* [Testo fornito]:
^^^^

Quali consigli daresti a coloro che quest’anno affronteranno la competizione italiana? «Il segreto è essere il più genuini possibile: fermarsi, pensare a ciò che si vuole comunicare, non copiare cose già fatte e avere un punto di vista e una voce unici. Solo così è possibile parlare in maniera schietta, sincera, e lasciare un segno. In tal senso, diventa fondamentale trovare un appiglio personale: io ho preso le mie origini, mi sono lasciato ispirare da quello e ho raccontato una storia reale. Altri consigli che mi possono venire in mente sono avere una forte personalità – che si riallaccia comunque a quanto dicevo prima: quando si è nel contesto di una finale, tutti i drink sono buoni; ciò che fa realmente la differenza è la comunicazione che riesci a instaurare con le persone che hai davanti ed essere capace di fargli arrivare al 110% il messaggio che intendi trasmettere».

^^^^

* [Da svolgere]:
**1)** Secondo l'intervista, che cosa ha scelto come appiglio personale chi risponde?
**2)** Riporta in un CSV a due colonne, intitolate richiesta e risposta, la parte dell'elenco che inizia alla riga contenente "point per instance: sports" e prosegue fino alla fine dell'elenco, estremi compresi. Metti una riga per ogni richiesta, con ciascun campo tra virgolette e gli a capo sostituiti da spazi, e lascia fuori le immagini.
L'intervista e l'elenco provengono da fonti diverse.

^^^^

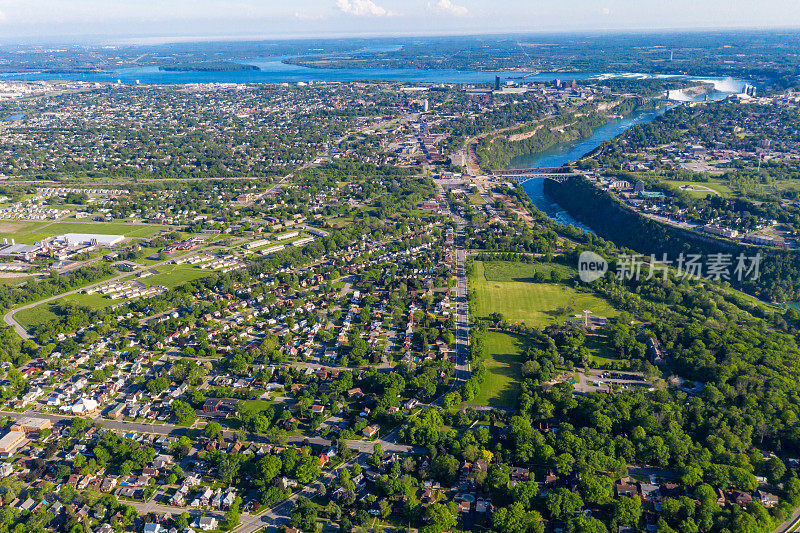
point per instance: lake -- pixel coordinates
(564, 153)
(274, 70)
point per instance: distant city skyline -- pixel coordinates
(199, 19)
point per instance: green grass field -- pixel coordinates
(257, 406)
(602, 354)
(31, 232)
(476, 199)
(504, 371)
(508, 271)
(719, 186)
(173, 275)
(535, 304)
(44, 313)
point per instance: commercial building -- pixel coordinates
(303, 241)
(290, 235)
(86, 239)
(30, 424)
(11, 442)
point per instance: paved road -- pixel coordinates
(462, 368)
(177, 431)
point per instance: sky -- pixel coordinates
(49, 19)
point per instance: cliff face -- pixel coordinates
(614, 221)
(778, 278)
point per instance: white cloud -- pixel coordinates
(362, 8)
(448, 7)
(303, 15)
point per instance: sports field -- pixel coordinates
(30, 232)
(535, 304)
(504, 371)
(518, 271)
(700, 189)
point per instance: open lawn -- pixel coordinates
(720, 186)
(44, 312)
(602, 355)
(31, 232)
(504, 370)
(255, 407)
(173, 275)
(518, 271)
(535, 304)
(476, 199)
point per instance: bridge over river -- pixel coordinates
(521, 175)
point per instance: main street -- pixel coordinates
(125, 426)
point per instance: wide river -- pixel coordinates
(274, 70)
(563, 153)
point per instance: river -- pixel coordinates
(564, 153)
(275, 70)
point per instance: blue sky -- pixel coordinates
(284, 18)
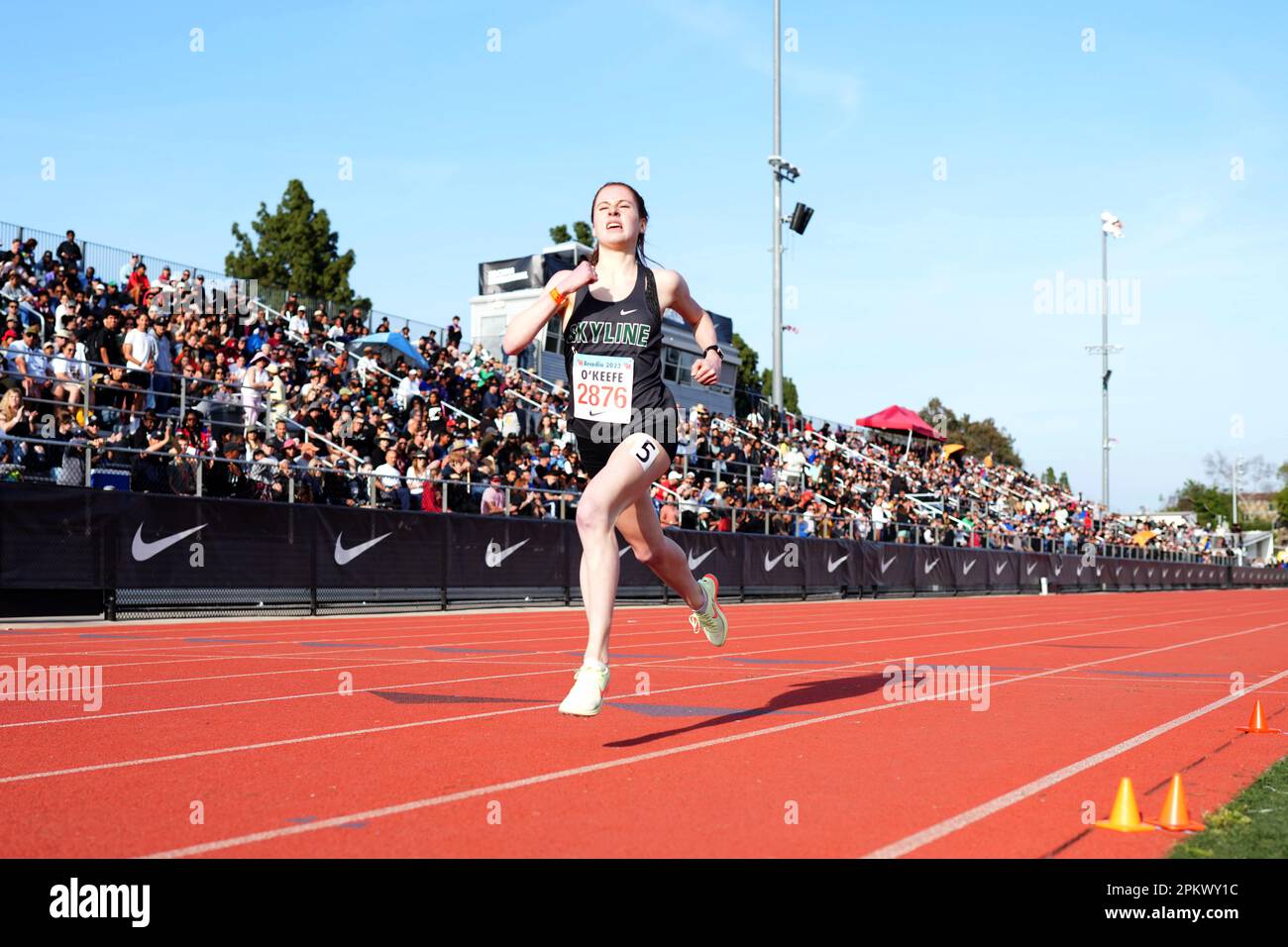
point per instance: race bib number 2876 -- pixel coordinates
(601, 388)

^^^^

* [Soluzioni degli esercizi]:
**1)** Le proprie origini.

**2)**
richiesta,risposta
"point per instance: sports field -- pixel coordinates","(30, 232) (535, 304) (504, 371) (518, 271) (700, 189)"
"point per instance: open lawn -- pixel coordinates","(720, 186) (44, 312) (602, 355) (31, 232) (504, 370) (255, 407) (173, 275) (518, 271) (535, 304) (476, 199)"
"point per instance: bridge over river -- pixel coordinates","(521, 175)"
"point per instance: main street -- pixel coordinates","(125, 426)"
"point per instance: wide river -- pixel coordinates","(274, 70) (563, 153)"
"point per instance: river -- pixel coordinates","(564, 153) (275, 70)"
"point per instance: blue sky -- pixel coordinates","(284, 18)"
"point per instance: race bib number 2876 -- pixel coordinates","(601, 388)"